_Description of the task_.
Return the listing word for word, as given.

Given records: Begin

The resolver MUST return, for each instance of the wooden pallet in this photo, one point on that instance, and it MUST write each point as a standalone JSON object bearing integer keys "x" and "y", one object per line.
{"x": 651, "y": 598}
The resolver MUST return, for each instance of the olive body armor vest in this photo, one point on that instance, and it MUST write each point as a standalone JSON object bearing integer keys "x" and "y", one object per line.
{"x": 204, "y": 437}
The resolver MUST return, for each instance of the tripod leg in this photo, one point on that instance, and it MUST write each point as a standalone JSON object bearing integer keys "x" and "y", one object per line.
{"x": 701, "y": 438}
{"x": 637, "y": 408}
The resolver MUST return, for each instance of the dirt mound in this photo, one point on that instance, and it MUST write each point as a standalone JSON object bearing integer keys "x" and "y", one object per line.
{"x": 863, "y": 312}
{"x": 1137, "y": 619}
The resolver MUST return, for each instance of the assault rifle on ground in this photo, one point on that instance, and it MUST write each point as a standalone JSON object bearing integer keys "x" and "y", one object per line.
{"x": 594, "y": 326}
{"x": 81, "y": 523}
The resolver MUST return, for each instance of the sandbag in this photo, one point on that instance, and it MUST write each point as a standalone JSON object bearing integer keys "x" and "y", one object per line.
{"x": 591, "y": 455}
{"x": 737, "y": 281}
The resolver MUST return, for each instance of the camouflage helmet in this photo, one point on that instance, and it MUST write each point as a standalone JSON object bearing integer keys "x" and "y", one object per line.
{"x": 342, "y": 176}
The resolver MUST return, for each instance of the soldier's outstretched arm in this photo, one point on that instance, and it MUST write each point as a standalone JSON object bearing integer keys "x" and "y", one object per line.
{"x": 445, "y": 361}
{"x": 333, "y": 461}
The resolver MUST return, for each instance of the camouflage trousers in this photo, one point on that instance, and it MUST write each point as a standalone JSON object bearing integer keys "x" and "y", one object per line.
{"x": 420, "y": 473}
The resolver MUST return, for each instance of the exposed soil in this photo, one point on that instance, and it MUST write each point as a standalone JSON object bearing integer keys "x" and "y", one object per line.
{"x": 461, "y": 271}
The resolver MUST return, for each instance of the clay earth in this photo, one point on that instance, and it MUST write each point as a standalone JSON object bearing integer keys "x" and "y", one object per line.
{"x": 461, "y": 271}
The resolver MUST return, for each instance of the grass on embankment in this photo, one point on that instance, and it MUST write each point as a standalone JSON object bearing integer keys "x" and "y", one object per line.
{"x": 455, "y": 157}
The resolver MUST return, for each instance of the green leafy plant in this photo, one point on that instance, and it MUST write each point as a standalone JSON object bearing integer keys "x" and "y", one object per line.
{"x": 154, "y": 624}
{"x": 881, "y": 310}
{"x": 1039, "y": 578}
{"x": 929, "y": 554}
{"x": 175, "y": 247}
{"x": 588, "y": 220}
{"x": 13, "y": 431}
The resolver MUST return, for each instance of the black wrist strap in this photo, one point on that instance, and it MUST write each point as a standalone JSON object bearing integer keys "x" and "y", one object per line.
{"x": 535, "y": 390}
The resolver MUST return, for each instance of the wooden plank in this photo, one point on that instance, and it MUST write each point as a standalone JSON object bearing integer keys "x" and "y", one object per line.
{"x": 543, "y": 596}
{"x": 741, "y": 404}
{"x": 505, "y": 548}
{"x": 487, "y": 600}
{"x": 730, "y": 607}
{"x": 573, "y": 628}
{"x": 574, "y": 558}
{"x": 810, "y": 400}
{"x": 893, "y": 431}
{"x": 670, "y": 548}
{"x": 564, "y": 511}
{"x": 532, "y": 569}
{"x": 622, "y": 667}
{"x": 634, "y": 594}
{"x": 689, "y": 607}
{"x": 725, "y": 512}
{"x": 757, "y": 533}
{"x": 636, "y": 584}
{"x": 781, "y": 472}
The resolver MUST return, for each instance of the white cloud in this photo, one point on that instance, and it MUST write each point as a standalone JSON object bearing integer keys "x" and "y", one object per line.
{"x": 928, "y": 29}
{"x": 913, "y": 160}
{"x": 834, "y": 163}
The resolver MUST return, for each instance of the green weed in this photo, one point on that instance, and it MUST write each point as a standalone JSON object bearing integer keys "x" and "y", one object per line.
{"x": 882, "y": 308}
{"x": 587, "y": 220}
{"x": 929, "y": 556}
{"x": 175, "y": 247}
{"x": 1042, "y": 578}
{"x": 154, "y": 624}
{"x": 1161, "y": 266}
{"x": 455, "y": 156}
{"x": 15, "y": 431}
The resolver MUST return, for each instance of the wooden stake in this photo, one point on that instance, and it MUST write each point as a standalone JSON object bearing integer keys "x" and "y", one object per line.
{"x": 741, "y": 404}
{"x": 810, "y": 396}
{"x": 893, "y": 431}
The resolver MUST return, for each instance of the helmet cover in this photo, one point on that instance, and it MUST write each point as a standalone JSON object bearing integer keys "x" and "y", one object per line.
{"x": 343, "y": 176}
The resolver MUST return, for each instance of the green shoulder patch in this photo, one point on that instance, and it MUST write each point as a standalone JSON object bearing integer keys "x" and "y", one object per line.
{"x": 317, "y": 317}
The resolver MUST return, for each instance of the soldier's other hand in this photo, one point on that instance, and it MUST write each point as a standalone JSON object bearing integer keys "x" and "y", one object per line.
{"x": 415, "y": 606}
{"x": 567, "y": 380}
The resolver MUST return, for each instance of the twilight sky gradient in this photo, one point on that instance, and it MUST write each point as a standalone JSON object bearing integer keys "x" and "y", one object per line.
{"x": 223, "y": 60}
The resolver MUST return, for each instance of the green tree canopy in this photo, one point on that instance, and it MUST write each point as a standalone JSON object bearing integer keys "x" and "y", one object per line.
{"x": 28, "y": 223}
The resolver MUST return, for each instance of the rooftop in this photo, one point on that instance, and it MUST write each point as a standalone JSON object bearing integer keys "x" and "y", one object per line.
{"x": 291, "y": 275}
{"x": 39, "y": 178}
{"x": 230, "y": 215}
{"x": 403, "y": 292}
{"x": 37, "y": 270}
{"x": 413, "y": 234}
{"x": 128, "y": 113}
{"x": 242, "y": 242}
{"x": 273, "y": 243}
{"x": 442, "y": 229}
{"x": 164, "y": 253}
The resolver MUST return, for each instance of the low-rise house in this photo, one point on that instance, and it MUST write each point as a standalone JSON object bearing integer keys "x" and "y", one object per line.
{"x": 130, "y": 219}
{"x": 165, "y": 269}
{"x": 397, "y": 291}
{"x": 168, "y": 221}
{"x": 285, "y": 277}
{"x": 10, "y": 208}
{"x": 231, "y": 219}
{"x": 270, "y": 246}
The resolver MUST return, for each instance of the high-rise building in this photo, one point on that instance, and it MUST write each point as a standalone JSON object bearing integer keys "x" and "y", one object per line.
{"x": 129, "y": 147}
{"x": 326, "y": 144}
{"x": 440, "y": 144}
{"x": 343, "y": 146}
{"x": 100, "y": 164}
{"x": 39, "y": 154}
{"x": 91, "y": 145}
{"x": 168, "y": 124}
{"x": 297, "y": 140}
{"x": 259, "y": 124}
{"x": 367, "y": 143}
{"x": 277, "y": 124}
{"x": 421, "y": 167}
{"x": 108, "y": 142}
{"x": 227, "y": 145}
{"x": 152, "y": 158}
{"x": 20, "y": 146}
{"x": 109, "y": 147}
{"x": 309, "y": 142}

Given records: End

_Output of the task_.
The resolver MUST return, for each instance of the wooden pallet in this photo, one point on that instance, and it MUST write each point as a standalone JSON object bearing integer keys "x" and "y", one object per line.
{"x": 651, "y": 598}
The resolver MUST return, for each instance of the olive body armor vest in this photo, one point on that instance, and it MUST write each point as a standalone JSON object bearing integer keys "x" and "y", one object per line.
{"x": 204, "y": 437}
The resolver MUST return, for each instance of the tripod leg in this photo, one point on that instance, and it MUST write each point as a standalone JSON object bearing integer keys "x" and "y", one object per line.
{"x": 701, "y": 438}
{"x": 637, "y": 408}
The resolver MUST return, for each instance of the dirt mound in this photo, one point on that instance, and it MUST write each point as a standalone JSON object bearing integer keys "x" and "y", one object per line.
{"x": 863, "y": 312}
{"x": 1137, "y": 619}
The resolver MUST return, for each instance of the assault rifle on ground in this photo, one point on that instance, and it MUST write each point as a standalone JSON object bearing integer keys "x" and "y", one object per line.
{"x": 594, "y": 326}
{"x": 81, "y": 523}
The resolver MUST return, for each instance of the sandbag in this photo, one point on that instance, and it MUST write each point as a standalone JSON object bearing integer keys "x" and "y", one object per line.
{"x": 591, "y": 455}
{"x": 737, "y": 281}
The resolver MUST return, for each instance of the camouflage helmet in this photo, one point on that instance, and it MUST write each point as a standalone JSON object bearing integer keys "x" and "y", one object per line.
{"x": 342, "y": 176}
The resolver MUST return, for each instance of the soldier's outstretched arm in this photo, one point on that instance, and it MUST write each point as a standalone JSON object bearing integer keys "x" and "y", one object per line.
{"x": 445, "y": 361}
{"x": 333, "y": 461}
The resolver MUST return, for each instance of the camouflage trousers in this photo, one point on that instance, and it MUST write each point as a standalone JSON object bearing integer keys "x" and "y", one object per line.
{"x": 420, "y": 473}
The resolver MUST return, for each instance of the exposed soil in this photo, one point on that instance, and it MUST write each point as a standalone JSON object bearing integer keys "x" and "y", one object per line.
{"x": 461, "y": 271}
The resolver MUST return, for each instance of the clay earth in this photo, one point on that instance, and it MUST write each point as a standalone JSON object bearing integer keys "x" and "y", one object per line.
{"x": 461, "y": 271}
The resolver MUST return, for each instance of the grass on embankment in this photo, one point on that instance, and it MUST write each point as a standalone JSON object bearing integer keys "x" and "y", one object per line.
{"x": 455, "y": 157}
The resolver MUST return, for each instance of the green leafy plant in this photo, one point on that instance, and it MUST write each point as a standalone JSON object bearing integer keys "x" and "y", one object per line.
{"x": 154, "y": 624}
{"x": 881, "y": 310}
{"x": 1039, "y": 578}
{"x": 929, "y": 554}
{"x": 175, "y": 247}
{"x": 588, "y": 220}
{"x": 13, "y": 431}
The resolver MUST return, for each instance of the black wrist strap in this photo, one point on that instance, and it MUST write each point as a standalone JSON object bearing integer keys "x" and "y", one object per line.
{"x": 535, "y": 390}
The resolver MUST return, for each instance of the wooden plank in this photo, one point on that instance, and it MUST write each point as a standalone JSON object bearing integer keys "x" and "y", one object per line.
{"x": 543, "y": 596}
{"x": 741, "y": 404}
{"x": 505, "y": 548}
{"x": 487, "y": 600}
{"x": 730, "y": 607}
{"x": 573, "y": 628}
{"x": 574, "y": 558}
{"x": 810, "y": 400}
{"x": 893, "y": 431}
{"x": 670, "y": 548}
{"x": 564, "y": 511}
{"x": 532, "y": 569}
{"x": 622, "y": 667}
{"x": 634, "y": 594}
{"x": 689, "y": 607}
{"x": 725, "y": 512}
{"x": 757, "y": 533}
{"x": 636, "y": 584}
{"x": 781, "y": 472}
The resolver MUST return, for each instance of the white cloud in this photo, one point on that instance, and it MUST write each point as a standalone JSON object bearing integer keys "x" and "y", one object per line.
{"x": 928, "y": 29}
{"x": 913, "y": 160}
{"x": 834, "y": 163}
The resolver MUST return, for each instance of the green weed in this photo, one point on that instance, and it MUST write each point as a standalone JSON object bearing integer keys "x" and "y", one object per line.
{"x": 882, "y": 308}
{"x": 587, "y": 220}
{"x": 929, "y": 556}
{"x": 175, "y": 247}
{"x": 1042, "y": 578}
{"x": 154, "y": 624}
{"x": 1161, "y": 266}
{"x": 455, "y": 156}
{"x": 15, "y": 431}
The resolver MUST return, for each instance of the wooden stake in this photo, one point on that instance, and it MUST write each point as a standalone JSON object bearing integer keys "x" and "y", one object per line.
{"x": 741, "y": 404}
{"x": 810, "y": 396}
{"x": 893, "y": 431}
The resolver MUST return, for each instance of the helmet cover in this photo, one point on that instance, and it MUST write each point as a standalone JSON object bearing integer keys "x" and "y", one object per line.
{"x": 343, "y": 176}
The resolver MUST return, for each instance of the green shoulder patch in this photo, one point on that instance, and it MUST write each point as a standalone JSON object bearing integer keys "x" and "y", one object per line.
{"x": 317, "y": 317}
The resolver MUST return, for each instance of the soldier's other hand in this photo, one point on that instance, and it MUST write each point as a standalone JSON object bearing integer keys "x" and "y", one object per line.
{"x": 415, "y": 606}
{"x": 567, "y": 380}
The resolver MUST return, for each instance of the twilight sky gradient in this photo, one point on that instance, and it MUST write each point as a standalone JSON object bearing integer keys "x" and "y", one object per line.
{"x": 223, "y": 60}
The resolver MUST return, for each instance of the green tree canopy in this photo, one point on that instance, and it MUST write each point as a standalone JSON object bearing integer keys "x" and "y", one object per line.
{"x": 28, "y": 223}
The resolver MUST return, for each instance of the rooftop in this photo, one point on that instance, and it MUST write each point as a standalone JSON object bearing integer keys "x" and "y", one object per line.
{"x": 291, "y": 275}
{"x": 39, "y": 178}
{"x": 230, "y": 215}
{"x": 403, "y": 292}
{"x": 37, "y": 270}
{"x": 413, "y": 234}
{"x": 128, "y": 113}
{"x": 242, "y": 242}
{"x": 273, "y": 243}
{"x": 442, "y": 229}
{"x": 164, "y": 253}
The resolver MUST return, for each instance of the low-rise house in this photo, one point on that instance, and it MUST write each point as a standalone JSON object bearing integer keys "x" and "y", one object per line.
{"x": 130, "y": 219}
{"x": 165, "y": 269}
{"x": 397, "y": 291}
{"x": 168, "y": 221}
{"x": 285, "y": 277}
{"x": 10, "y": 208}
{"x": 231, "y": 219}
{"x": 270, "y": 246}
The resolver MUST return, for each instance of the high-rise building in this photo, one point on that instance, and it MUST write each point as a standalone JSON object bearing integer keys "x" and "y", one object per line.
{"x": 129, "y": 147}
{"x": 326, "y": 144}
{"x": 440, "y": 144}
{"x": 343, "y": 146}
{"x": 100, "y": 164}
{"x": 39, "y": 154}
{"x": 91, "y": 145}
{"x": 168, "y": 124}
{"x": 297, "y": 140}
{"x": 259, "y": 124}
{"x": 367, "y": 143}
{"x": 277, "y": 124}
{"x": 421, "y": 167}
{"x": 108, "y": 142}
{"x": 227, "y": 145}
{"x": 152, "y": 158}
{"x": 20, "y": 146}
{"x": 109, "y": 147}
{"x": 309, "y": 142}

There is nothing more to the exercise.